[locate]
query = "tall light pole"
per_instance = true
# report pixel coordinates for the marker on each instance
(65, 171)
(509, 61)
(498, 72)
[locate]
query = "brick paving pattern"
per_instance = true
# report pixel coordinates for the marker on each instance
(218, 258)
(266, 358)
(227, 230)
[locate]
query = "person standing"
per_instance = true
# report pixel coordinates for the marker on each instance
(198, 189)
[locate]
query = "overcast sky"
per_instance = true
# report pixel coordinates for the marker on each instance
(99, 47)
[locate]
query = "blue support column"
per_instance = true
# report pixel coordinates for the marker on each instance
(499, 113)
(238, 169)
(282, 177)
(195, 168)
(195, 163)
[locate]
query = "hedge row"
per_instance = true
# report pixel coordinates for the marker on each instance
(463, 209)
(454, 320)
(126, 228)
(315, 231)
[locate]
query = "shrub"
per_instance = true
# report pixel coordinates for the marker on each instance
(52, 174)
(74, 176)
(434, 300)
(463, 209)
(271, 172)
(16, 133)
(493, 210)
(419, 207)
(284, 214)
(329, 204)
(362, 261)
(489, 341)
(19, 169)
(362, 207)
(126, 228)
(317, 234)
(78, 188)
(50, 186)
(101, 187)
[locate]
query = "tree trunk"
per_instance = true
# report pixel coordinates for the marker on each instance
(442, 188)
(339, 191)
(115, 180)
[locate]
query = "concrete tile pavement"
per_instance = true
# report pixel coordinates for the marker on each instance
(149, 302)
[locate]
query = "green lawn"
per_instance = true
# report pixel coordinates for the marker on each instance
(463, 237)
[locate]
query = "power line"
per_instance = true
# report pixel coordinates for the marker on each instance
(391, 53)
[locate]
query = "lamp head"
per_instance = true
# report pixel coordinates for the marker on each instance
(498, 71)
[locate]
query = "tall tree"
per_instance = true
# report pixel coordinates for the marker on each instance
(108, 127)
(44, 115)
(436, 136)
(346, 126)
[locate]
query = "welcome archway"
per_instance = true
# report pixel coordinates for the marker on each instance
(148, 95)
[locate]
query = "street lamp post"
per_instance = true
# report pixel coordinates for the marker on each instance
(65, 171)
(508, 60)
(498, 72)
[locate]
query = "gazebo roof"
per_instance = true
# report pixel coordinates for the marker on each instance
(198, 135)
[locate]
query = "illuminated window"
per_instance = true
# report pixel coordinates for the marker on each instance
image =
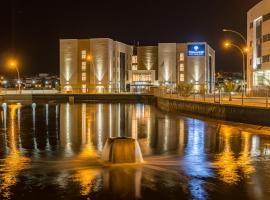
(83, 76)
(134, 60)
(141, 77)
(182, 67)
(182, 77)
(182, 57)
(134, 67)
(84, 88)
(83, 66)
(83, 54)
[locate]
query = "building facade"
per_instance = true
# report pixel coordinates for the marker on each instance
(94, 65)
(104, 65)
(258, 40)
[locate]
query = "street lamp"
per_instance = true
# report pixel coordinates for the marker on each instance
(245, 44)
(237, 33)
(14, 64)
(244, 50)
(89, 58)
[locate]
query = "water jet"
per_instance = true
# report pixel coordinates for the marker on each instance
(121, 150)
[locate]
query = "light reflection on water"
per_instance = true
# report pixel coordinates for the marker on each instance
(53, 151)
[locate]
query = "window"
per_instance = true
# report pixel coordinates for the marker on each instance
(84, 88)
(141, 77)
(182, 67)
(83, 76)
(134, 67)
(266, 58)
(83, 54)
(83, 66)
(266, 17)
(182, 77)
(182, 56)
(266, 37)
(134, 60)
(259, 61)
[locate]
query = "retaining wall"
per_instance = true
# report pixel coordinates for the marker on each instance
(244, 114)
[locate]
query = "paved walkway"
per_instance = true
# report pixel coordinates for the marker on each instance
(236, 100)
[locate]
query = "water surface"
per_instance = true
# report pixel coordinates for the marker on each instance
(52, 151)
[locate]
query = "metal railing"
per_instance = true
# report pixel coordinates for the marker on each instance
(221, 97)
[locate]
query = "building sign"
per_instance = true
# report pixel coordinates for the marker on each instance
(196, 50)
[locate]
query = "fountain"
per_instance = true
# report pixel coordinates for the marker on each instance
(122, 150)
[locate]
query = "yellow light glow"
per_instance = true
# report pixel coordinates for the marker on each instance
(12, 63)
(246, 49)
(89, 58)
(227, 44)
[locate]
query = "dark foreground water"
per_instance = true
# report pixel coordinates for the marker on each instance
(52, 151)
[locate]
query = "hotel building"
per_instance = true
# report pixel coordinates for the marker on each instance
(258, 40)
(94, 65)
(113, 66)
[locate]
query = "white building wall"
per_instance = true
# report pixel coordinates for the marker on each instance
(68, 62)
(255, 13)
(167, 62)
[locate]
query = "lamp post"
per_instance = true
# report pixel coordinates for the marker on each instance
(14, 64)
(89, 58)
(243, 51)
(237, 33)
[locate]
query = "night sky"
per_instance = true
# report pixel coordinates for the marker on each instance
(32, 29)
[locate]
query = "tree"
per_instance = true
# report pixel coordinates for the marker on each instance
(185, 89)
(203, 90)
(230, 86)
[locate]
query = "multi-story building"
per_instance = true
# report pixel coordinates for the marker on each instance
(113, 65)
(258, 40)
(97, 65)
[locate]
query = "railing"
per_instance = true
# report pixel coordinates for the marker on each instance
(5, 91)
(94, 90)
(220, 97)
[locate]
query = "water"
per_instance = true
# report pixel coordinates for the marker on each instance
(52, 151)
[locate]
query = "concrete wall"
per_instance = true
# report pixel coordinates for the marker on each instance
(68, 62)
(148, 58)
(167, 62)
(252, 115)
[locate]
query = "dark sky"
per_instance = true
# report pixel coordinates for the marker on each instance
(38, 25)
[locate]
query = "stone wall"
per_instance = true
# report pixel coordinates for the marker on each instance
(244, 114)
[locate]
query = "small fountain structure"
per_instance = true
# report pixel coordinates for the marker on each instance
(122, 150)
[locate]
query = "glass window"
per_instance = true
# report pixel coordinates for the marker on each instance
(83, 76)
(182, 67)
(134, 59)
(182, 56)
(182, 77)
(84, 88)
(134, 67)
(83, 54)
(83, 66)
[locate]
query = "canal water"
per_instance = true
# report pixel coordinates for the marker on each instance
(52, 151)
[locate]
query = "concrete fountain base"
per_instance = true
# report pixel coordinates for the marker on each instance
(122, 150)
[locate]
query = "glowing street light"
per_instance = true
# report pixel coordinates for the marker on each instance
(244, 50)
(14, 65)
(237, 33)
(89, 58)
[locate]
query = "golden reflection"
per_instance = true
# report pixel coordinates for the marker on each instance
(15, 162)
(86, 177)
(244, 161)
(227, 164)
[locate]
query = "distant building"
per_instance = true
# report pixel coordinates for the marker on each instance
(99, 64)
(258, 39)
(114, 66)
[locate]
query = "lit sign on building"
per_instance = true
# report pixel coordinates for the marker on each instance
(196, 50)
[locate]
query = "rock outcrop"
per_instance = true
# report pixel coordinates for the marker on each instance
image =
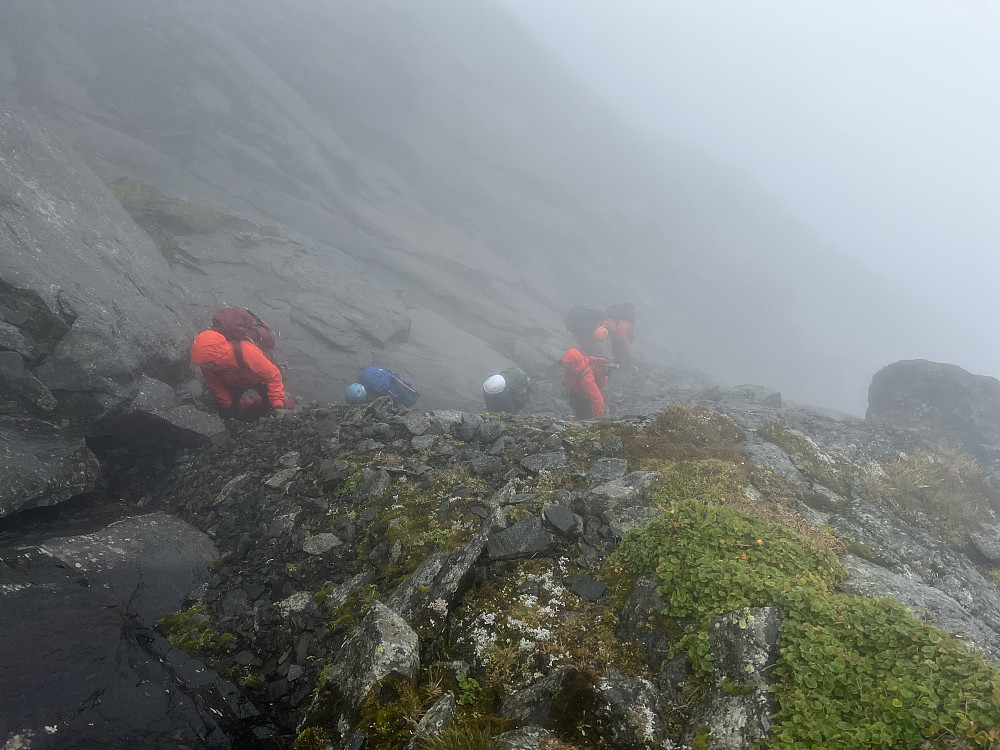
(943, 403)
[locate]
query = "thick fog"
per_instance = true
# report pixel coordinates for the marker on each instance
(875, 125)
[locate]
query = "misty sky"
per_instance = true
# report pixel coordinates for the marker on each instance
(876, 124)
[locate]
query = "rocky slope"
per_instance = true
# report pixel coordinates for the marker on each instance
(706, 576)
(425, 183)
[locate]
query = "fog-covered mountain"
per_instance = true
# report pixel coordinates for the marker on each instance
(421, 185)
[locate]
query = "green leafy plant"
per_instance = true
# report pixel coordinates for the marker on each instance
(853, 673)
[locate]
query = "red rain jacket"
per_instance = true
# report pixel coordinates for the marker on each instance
(578, 376)
(227, 377)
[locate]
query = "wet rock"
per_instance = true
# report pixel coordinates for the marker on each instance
(585, 586)
(445, 420)
(751, 395)
(630, 711)
(488, 431)
(744, 648)
(416, 423)
(642, 620)
(481, 465)
(606, 470)
(18, 383)
(426, 597)
(383, 645)
(624, 520)
(424, 442)
(439, 717)
(371, 483)
(525, 538)
(154, 416)
(320, 544)
(281, 478)
(987, 542)
(953, 609)
(564, 691)
(614, 447)
(41, 465)
(470, 423)
(563, 520)
(635, 489)
(545, 461)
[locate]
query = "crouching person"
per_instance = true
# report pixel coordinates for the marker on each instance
(246, 384)
(583, 378)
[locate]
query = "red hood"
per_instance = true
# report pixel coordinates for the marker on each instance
(212, 346)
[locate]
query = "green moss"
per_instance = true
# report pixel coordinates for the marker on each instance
(830, 470)
(348, 487)
(311, 738)
(524, 629)
(701, 735)
(388, 713)
(191, 631)
(731, 687)
(164, 217)
(467, 735)
(852, 672)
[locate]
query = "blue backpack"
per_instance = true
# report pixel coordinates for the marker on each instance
(380, 382)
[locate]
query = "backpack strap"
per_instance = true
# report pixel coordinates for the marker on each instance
(238, 353)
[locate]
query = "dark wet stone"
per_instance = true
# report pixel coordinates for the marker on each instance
(583, 585)
(545, 461)
(606, 470)
(525, 538)
(562, 519)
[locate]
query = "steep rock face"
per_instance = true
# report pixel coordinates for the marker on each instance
(40, 465)
(437, 157)
(89, 312)
(941, 402)
(94, 297)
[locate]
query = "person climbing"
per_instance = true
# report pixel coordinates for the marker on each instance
(599, 344)
(375, 382)
(246, 384)
(624, 332)
(507, 391)
(584, 377)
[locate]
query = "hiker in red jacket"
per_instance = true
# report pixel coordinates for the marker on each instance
(245, 383)
(584, 383)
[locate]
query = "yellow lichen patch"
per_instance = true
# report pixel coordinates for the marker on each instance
(512, 627)
(941, 490)
(683, 433)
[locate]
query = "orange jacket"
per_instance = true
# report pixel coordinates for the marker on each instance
(225, 374)
(578, 376)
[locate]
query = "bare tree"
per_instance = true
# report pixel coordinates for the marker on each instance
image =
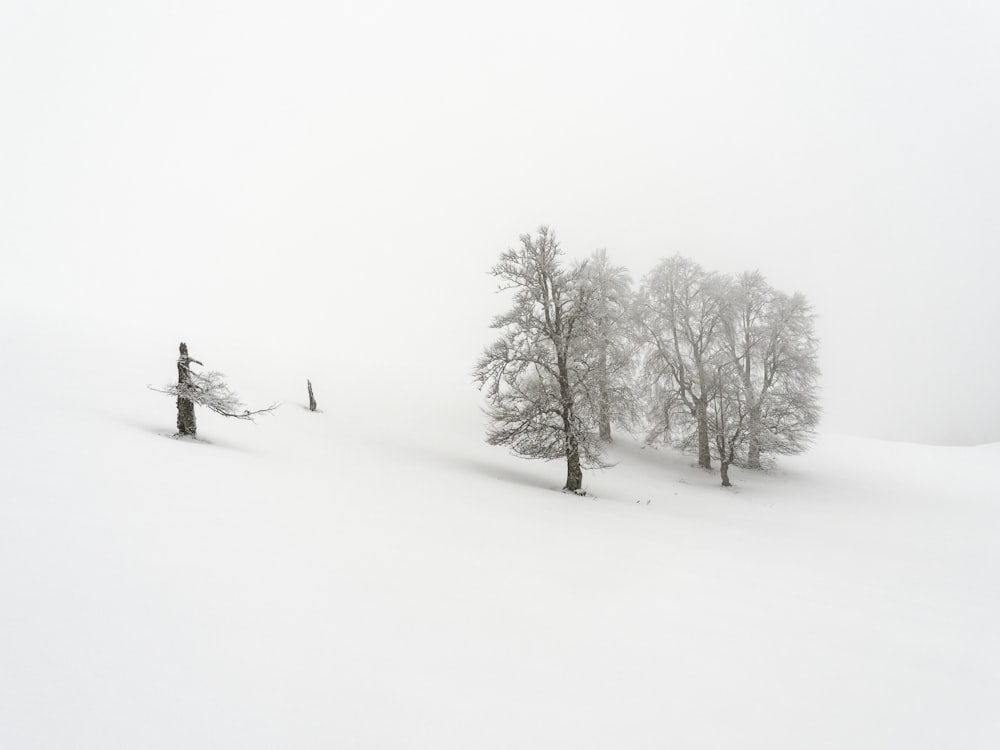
(208, 389)
(539, 375)
(609, 331)
(728, 417)
(680, 311)
(770, 339)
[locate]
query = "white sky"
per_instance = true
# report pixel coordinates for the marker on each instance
(344, 173)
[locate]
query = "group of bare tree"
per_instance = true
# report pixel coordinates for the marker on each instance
(723, 366)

———

* _EXERCISE INSTRUCTIONS_
Whenever a line of the data includes "stone", copy that line.

* _OUTPUT FOR THIS EXERCISE_
query = "stone wall"
query = "dark wet stone"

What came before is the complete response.